Task material: Begin
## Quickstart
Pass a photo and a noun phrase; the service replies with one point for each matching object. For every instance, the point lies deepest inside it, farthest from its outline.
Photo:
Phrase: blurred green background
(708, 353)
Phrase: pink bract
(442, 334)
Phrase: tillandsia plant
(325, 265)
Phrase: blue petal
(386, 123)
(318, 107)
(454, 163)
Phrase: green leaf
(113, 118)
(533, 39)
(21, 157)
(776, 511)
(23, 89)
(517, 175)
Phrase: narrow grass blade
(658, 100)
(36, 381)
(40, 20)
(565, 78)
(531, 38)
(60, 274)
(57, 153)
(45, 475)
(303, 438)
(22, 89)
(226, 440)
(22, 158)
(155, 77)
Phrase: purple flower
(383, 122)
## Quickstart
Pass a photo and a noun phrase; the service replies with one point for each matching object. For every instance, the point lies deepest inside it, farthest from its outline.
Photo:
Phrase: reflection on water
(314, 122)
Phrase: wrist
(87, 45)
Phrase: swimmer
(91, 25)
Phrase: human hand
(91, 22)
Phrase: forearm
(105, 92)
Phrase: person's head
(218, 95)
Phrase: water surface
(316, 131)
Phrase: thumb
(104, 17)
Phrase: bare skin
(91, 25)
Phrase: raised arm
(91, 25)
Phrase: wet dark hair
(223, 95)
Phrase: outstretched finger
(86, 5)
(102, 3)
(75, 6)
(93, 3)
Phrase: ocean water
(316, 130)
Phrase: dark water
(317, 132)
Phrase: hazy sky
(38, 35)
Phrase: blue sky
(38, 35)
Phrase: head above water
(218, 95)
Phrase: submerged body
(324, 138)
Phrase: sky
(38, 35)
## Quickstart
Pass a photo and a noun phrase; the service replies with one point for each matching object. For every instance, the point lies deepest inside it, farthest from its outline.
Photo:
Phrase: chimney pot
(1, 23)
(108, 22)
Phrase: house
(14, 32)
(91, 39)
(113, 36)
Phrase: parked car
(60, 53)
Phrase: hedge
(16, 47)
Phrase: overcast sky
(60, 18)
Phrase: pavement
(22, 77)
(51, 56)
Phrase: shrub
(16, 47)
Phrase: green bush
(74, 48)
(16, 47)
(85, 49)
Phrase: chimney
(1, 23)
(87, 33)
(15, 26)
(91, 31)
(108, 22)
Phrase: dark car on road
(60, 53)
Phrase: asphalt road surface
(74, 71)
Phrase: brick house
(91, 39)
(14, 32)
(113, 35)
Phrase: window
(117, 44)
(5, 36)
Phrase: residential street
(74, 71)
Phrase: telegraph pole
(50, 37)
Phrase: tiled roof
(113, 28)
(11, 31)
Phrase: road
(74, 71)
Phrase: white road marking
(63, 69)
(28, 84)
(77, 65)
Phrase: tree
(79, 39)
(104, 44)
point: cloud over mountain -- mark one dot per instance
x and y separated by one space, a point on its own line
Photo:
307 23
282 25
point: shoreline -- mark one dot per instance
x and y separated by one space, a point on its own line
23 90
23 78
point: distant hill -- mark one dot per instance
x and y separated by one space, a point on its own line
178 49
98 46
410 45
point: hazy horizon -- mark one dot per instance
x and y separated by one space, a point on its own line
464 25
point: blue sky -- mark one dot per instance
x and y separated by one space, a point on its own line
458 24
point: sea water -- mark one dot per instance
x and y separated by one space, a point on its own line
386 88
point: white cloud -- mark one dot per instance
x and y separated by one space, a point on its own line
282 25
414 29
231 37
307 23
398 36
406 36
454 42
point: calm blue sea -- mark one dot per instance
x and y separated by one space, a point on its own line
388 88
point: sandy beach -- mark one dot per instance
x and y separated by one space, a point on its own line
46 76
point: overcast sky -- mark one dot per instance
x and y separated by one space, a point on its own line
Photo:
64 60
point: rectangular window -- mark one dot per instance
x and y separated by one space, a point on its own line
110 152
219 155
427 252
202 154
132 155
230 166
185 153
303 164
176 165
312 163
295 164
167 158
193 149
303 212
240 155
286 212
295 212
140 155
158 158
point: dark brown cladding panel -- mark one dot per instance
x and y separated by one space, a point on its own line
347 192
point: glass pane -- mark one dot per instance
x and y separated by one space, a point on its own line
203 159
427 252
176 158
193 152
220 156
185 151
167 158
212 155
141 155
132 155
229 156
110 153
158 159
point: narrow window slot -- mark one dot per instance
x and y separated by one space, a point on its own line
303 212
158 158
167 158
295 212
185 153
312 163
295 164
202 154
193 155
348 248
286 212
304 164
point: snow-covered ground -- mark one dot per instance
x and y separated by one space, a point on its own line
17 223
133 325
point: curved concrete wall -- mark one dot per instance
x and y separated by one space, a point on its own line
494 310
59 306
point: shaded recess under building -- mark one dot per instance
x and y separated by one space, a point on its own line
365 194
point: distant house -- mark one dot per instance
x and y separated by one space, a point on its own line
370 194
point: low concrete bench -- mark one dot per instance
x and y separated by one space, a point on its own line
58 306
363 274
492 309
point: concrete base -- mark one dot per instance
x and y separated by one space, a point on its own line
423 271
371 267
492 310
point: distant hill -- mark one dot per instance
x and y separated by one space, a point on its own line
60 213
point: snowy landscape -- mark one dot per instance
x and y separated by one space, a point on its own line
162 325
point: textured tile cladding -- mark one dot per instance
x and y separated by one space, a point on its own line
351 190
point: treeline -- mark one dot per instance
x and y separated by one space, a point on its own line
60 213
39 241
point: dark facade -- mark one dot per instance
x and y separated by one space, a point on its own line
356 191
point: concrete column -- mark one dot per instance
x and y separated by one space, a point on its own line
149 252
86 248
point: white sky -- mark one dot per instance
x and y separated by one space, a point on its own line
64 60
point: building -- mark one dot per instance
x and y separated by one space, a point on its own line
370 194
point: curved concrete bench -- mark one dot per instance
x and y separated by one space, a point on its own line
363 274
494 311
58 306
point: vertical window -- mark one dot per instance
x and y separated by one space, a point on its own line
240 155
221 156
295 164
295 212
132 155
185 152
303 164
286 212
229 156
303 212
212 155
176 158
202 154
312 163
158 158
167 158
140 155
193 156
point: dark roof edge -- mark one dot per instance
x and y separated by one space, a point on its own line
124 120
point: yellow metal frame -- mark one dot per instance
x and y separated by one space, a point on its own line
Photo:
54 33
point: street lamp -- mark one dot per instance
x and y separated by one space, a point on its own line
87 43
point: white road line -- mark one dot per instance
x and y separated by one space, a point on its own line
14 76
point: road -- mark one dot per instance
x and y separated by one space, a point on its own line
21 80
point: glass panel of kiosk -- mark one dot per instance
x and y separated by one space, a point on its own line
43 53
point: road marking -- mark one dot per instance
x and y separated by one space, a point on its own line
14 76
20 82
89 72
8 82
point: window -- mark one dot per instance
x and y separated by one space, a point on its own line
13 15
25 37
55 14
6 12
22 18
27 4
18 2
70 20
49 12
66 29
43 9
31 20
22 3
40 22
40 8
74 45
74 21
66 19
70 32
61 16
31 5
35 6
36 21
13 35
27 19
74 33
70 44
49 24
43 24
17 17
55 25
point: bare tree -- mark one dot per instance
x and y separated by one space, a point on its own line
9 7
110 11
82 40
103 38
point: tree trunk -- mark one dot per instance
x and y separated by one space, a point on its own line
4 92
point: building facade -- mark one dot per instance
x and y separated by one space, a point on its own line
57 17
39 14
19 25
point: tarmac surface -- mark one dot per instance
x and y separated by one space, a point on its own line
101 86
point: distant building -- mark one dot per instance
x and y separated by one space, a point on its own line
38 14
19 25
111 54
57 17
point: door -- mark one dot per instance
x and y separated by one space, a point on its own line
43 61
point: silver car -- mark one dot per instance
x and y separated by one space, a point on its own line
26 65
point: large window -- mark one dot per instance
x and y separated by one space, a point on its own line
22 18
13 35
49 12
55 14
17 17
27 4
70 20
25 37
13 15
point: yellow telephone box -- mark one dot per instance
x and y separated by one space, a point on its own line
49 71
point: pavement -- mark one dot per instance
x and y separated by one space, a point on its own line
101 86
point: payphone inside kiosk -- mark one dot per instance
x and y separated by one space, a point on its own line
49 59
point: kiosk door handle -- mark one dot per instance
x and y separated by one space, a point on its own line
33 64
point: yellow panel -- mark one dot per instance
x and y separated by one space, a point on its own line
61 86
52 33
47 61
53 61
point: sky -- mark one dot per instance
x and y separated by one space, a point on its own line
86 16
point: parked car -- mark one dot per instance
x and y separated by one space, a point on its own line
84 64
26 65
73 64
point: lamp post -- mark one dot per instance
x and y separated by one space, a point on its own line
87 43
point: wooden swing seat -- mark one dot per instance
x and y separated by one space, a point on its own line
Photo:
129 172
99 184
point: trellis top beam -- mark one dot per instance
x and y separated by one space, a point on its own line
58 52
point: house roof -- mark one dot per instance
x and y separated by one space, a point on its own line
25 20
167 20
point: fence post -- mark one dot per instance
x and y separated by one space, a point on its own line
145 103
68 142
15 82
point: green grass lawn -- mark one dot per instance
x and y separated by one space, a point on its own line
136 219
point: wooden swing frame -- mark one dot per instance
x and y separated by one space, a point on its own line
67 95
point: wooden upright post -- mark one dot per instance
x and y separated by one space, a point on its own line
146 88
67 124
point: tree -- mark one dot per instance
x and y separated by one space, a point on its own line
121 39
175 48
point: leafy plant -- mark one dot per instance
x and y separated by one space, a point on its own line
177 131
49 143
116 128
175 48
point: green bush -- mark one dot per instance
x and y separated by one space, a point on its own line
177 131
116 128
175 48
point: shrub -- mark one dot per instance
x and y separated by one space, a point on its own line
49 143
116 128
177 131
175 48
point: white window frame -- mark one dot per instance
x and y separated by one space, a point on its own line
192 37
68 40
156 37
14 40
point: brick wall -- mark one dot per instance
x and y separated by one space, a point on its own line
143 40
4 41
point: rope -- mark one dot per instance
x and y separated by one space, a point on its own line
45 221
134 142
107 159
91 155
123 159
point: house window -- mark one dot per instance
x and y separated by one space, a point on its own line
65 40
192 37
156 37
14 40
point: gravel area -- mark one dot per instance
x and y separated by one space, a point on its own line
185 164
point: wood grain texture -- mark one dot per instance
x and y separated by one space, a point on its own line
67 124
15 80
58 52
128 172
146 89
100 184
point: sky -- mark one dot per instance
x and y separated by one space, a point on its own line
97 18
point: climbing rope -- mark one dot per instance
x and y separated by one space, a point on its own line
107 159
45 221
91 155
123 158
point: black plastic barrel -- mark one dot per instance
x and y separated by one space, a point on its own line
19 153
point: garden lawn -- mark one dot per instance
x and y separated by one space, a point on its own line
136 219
Task material: End
## Description of the task:
Please copy, exactly as written, every line in the listing above from the line with "point: parked car" up to and including the line with "point: trellis top".

## Exercise solution:
point: parked car -- mark one dot per instance
x and y separated by one space, a point on its own line
84 64
26 65
73 64
point: lamp post -- mark one dot per instance
x and y separated by one space, a point on its own line
87 43
point: wooden swing seat -- mark one dot per instance
x and y separated by one space, a point on its own line
Photo:
129 172
99 184
point: trellis top beam -- mark one dot per instance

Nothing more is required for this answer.